-- start Record set --

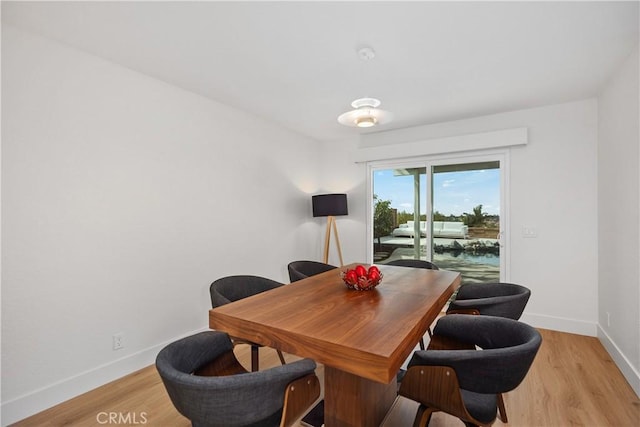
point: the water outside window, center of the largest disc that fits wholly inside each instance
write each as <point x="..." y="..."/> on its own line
<point x="461" y="230"/>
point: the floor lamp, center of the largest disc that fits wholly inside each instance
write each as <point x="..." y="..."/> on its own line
<point x="330" y="205"/>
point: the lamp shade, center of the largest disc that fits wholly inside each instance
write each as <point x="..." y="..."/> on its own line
<point x="329" y="204"/>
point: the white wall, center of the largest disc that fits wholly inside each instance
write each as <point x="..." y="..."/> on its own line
<point x="553" y="183"/>
<point x="122" y="199"/>
<point x="619" y="219"/>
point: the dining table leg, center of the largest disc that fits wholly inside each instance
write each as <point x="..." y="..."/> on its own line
<point x="351" y="400"/>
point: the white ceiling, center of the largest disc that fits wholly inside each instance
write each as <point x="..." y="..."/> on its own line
<point x="296" y="63"/>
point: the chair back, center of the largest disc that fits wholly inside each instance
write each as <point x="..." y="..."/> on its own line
<point x="299" y="270"/>
<point x="492" y="299"/>
<point x="254" y="398"/>
<point x="415" y="263"/>
<point x="508" y="350"/>
<point x="234" y="288"/>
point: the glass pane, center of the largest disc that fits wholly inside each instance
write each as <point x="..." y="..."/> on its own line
<point x="399" y="220"/>
<point x="466" y="220"/>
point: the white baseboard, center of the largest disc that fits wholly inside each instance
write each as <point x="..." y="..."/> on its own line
<point x="628" y="371"/>
<point x="31" y="403"/>
<point x="561" y="324"/>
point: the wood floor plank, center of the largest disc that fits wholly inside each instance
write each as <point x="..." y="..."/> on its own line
<point x="573" y="382"/>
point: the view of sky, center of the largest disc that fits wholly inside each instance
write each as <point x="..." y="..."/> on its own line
<point x="454" y="192"/>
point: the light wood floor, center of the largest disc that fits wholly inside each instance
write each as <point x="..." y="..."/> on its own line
<point x="573" y="382"/>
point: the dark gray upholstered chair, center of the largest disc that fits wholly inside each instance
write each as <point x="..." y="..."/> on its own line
<point x="299" y="270"/>
<point x="207" y="384"/>
<point x="492" y="299"/>
<point x="416" y="263"/>
<point x="234" y="288"/>
<point x="454" y="377"/>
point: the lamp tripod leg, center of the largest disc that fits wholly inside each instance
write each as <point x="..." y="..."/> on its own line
<point x="327" y="239"/>
<point x="335" y="231"/>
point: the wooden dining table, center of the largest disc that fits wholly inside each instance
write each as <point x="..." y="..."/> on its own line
<point x="361" y="337"/>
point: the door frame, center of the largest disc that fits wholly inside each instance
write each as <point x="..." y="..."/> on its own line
<point x="449" y="159"/>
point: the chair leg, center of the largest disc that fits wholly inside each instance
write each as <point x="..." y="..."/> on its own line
<point x="423" y="416"/>
<point x="281" y="356"/>
<point x="255" y="358"/>
<point x="501" y="409"/>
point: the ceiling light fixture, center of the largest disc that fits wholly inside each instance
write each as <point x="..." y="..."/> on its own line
<point x="366" y="113"/>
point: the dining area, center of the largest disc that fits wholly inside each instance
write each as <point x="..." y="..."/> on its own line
<point x="361" y="338"/>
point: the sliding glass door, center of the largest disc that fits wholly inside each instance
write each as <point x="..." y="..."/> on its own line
<point x="449" y="211"/>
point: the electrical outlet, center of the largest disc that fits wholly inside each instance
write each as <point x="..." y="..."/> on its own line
<point x="118" y="341"/>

-- end Record set --

Exercise aim —
Reproduce each line exactly as it appears, omitting the pictures.

Correct answer —
point: the water outside window, center of the largest disc that fits wholly inside each instance
write each as <point x="..." y="..."/> on its own line
<point x="461" y="230"/>
point: the floor lamp, center of the largest disc that fits wholly inside each instance
write each as <point x="..." y="..."/> on its own line
<point x="330" y="205"/>
point: the lamp shade, center of the largest disc that fits wholly inside each instance
write each as <point x="..." y="..."/> on its own line
<point x="329" y="204"/>
point: the white wall, center of the largest disc that fits wholly inside each instance
write each as <point x="..." y="..."/> on its own line
<point x="553" y="183"/>
<point x="122" y="199"/>
<point x="619" y="219"/>
point: the dining table leg, center of the largest disc that fits wholly inside each instance
write each as <point x="..." y="..."/> on its own line
<point x="351" y="400"/>
point: the white ceiling, center of the largest disc that fits wholly inside each instance
write each as <point x="..." y="..."/> on its own line
<point x="296" y="63"/>
point: the chair back, center of the largest disc that fits wholly inside each instance
write each as <point x="..." y="..."/> on its own line
<point x="299" y="270"/>
<point x="492" y="299"/>
<point x="254" y="398"/>
<point x="415" y="263"/>
<point x="508" y="350"/>
<point x="234" y="288"/>
point: the glass pane, center of the largest disc that fits wholly inside each instance
write each as <point x="..." y="..."/> on its own line
<point x="399" y="220"/>
<point x="466" y="220"/>
point: the white baseboard, center of the largest disc that fits wholly inside each instance
write each as <point x="..." y="..."/> on its own line
<point x="628" y="371"/>
<point x="31" y="403"/>
<point x="561" y="324"/>
point: the wood floor plank, center of the largest disc that fits wholly inside each instance
write each as <point x="..." y="..."/> on its own line
<point x="573" y="382"/>
point: the view of sky, center of the largest disc that fits wholly inside each instance
write each as <point x="..." y="..."/> on its own line
<point x="454" y="192"/>
point: the light wood floor, center of the largest disc that fits wholly inside each instance
write each as <point x="..." y="..."/> on its own line
<point x="573" y="382"/>
point: the dark gray upholstered chair, center of the largest disc that fits wholly inside each instance
write each as <point x="..." y="..."/> on its own line
<point x="299" y="270"/>
<point x="207" y="384"/>
<point x="492" y="299"/>
<point x="416" y="263"/>
<point x="234" y="288"/>
<point x="454" y="377"/>
point: the lamp tripod leg, center of the largest disc that fits wholly inside each instance
write each as <point x="..." y="..."/> on its own line
<point x="327" y="239"/>
<point x="335" y="231"/>
point: the wooden dining table, center of the largest disc that fits wholly inside each instance
write each as <point x="..." y="..."/> on its own line
<point x="361" y="337"/>
point: the door frame, center of the largest disc that fits wholly inside each instance
write each as <point x="..." y="..."/> on its own line
<point x="449" y="159"/>
point: the chair leg, center of the largest disc that fits wholly inside each instance
write each as <point x="..." y="..."/> on its own line
<point x="423" y="416"/>
<point x="281" y="356"/>
<point x="255" y="358"/>
<point x="501" y="409"/>
point: the ceiling light fixture, center of the largest disc that fits wholly inside each instance
write each as <point x="..." y="..."/> on its own line
<point x="366" y="113"/>
point: the dining area, center of the largest disc that fits wholly inside each instance
write each as <point x="..." y="..."/> on its own line
<point x="361" y="338"/>
point: the sliding glass door, center of the largest disc that fits wholly inside each instance
write each as <point x="..." y="..."/> on its own line
<point x="449" y="211"/>
point: the electrical outlet, center of the largest disc that fits wholly inside each instance
write each as <point x="..." y="..."/> on its own line
<point x="118" y="341"/>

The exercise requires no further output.